Material provided:
** start **

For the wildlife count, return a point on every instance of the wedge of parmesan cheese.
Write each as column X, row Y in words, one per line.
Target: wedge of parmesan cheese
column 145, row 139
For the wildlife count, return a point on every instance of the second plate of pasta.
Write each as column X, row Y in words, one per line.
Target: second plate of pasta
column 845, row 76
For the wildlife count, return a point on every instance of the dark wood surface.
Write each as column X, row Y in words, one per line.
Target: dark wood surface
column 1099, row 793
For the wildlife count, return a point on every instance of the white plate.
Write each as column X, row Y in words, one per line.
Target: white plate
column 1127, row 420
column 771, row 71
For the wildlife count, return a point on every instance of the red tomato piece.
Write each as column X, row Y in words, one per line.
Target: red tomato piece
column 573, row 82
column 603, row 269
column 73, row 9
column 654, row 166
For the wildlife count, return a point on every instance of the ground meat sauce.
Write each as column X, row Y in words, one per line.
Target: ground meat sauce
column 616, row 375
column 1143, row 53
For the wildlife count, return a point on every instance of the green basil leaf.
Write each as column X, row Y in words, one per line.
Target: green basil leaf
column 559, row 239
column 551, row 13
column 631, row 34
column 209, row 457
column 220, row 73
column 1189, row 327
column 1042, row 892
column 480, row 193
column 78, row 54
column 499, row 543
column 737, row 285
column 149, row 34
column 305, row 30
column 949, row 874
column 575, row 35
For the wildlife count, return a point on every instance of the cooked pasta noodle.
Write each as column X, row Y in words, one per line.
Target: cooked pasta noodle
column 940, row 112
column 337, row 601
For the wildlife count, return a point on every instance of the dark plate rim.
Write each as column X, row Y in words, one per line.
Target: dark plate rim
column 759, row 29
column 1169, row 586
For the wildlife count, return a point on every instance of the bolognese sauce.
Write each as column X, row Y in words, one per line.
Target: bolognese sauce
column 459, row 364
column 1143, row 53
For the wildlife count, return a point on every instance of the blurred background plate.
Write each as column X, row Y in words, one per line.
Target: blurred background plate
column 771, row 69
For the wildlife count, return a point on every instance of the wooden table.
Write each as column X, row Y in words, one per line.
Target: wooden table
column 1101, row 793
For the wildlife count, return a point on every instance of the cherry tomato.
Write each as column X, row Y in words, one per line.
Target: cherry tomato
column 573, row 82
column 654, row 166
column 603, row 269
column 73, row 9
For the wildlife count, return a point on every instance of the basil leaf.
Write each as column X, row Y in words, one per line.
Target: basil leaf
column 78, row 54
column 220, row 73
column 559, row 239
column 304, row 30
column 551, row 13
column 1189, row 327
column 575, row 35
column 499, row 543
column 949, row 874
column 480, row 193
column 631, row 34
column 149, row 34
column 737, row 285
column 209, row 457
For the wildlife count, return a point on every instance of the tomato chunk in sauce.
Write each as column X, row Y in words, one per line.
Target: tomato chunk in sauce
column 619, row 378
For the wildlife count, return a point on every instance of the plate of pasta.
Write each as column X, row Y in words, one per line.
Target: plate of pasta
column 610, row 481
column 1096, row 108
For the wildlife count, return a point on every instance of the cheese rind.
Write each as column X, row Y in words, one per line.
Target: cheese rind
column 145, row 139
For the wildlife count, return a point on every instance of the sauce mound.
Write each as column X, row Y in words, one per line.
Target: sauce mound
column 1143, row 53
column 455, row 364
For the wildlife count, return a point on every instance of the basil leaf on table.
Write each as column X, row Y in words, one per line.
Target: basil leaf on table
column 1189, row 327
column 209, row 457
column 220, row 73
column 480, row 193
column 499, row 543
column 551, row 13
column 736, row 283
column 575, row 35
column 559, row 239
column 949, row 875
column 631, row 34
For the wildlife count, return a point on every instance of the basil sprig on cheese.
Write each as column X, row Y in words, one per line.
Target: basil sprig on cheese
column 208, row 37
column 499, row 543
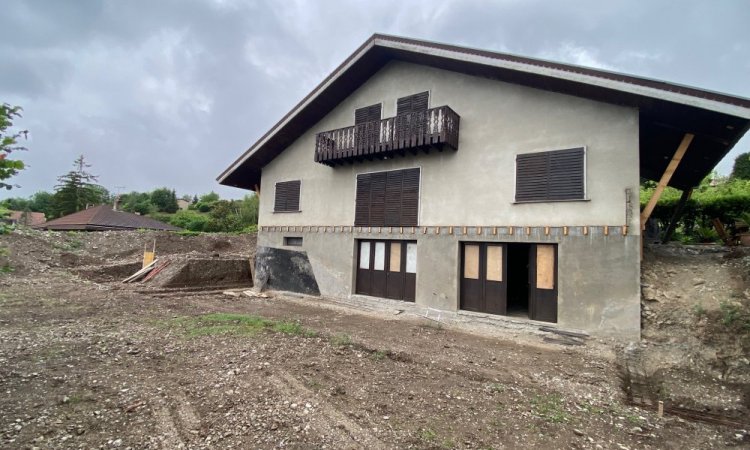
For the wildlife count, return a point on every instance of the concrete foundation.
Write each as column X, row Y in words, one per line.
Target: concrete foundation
column 599, row 283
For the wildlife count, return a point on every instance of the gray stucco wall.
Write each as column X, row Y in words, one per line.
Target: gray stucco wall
column 476, row 183
column 599, row 276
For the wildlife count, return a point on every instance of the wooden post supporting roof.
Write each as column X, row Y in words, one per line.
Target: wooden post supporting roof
column 686, row 140
column 676, row 215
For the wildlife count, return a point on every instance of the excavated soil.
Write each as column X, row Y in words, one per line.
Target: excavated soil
column 100, row 364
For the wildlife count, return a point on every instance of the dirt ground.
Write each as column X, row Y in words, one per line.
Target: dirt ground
column 95, row 364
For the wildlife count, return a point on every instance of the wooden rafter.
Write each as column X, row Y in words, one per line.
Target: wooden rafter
column 664, row 181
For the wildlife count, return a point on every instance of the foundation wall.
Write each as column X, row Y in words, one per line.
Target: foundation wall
column 598, row 273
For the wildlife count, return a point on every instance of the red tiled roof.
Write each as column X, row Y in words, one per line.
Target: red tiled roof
column 103, row 217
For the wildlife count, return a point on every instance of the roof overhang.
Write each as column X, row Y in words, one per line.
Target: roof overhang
column 667, row 111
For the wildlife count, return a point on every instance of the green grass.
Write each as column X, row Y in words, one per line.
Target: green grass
column 238, row 325
column 341, row 340
column 549, row 408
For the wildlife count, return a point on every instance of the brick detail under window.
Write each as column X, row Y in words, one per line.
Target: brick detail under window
column 387, row 199
column 550, row 176
column 287, row 196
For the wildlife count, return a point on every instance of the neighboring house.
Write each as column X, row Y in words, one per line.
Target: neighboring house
column 103, row 217
column 470, row 180
column 28, row 218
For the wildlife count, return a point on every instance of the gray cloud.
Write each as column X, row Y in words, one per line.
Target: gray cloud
column 170, row 92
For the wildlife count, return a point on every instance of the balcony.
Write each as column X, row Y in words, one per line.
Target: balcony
column 434, row 128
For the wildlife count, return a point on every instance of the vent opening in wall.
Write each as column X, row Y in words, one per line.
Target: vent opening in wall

** end **

What the task asks: Turn the entries above into a numbered list, starting with the line containing "the dirt ground." and going on through the line containing "column 28, row 218", with blank lines omitted. Include only those lines.

Exercise response:
1. For the wildlife count, return a point on every instance of the dirt ground.
2. Write each as column X, row Y in words, one per line.
3. Target: dirt ground
4. column 95, row 364
5. For the wildlife count, return a point on every instance of the wooden rafter.
6. Write each as column X, row Y in words, one per line.
7. Target: wooden rafter
8. column 664, row 181
9. For the wildlife count, return a point on every instance of the foundation wall.
10. Write each as column X, row Y in words, one per line.
11. Target: foundation wall
12. column 598, row 273
13. For the wildlife count, return a point on every instance of the red tiled roof.
14. Write each as column X, row Y in words, one per line.
15. Target: red tiled roof
16. column 103, row 217
17. For the wildlife count, return a point on every instance of the roof overhang.
18. Write each as column X, row Y in words, one per line.
19. Target: roof overhang
20. column 667, row 111
21. For the wildlife count, return a point on every instance of the green grass.
22. Write each as column X, row Y in words, one per line.
23. Target: green grass
24. column 238, row 325
25. column 341, row 340
26. column 549, row 408
27. For the wildlife count, return a point on every instance of the brick detail under window.
28. Write each as column X, row Y in words, one per line.
29. Target: brick detail under window
30. column 387, row 199
31. column 550, row 176
32. column 287, row 196
33. For the wildlife count, return a point on every instance of the neighboring house.
34. Write each as column X, row Y in words, one per line.
35. Target: neighboring house
36. column 103, row 217
37. column 470, row 180
38. column 28, row 218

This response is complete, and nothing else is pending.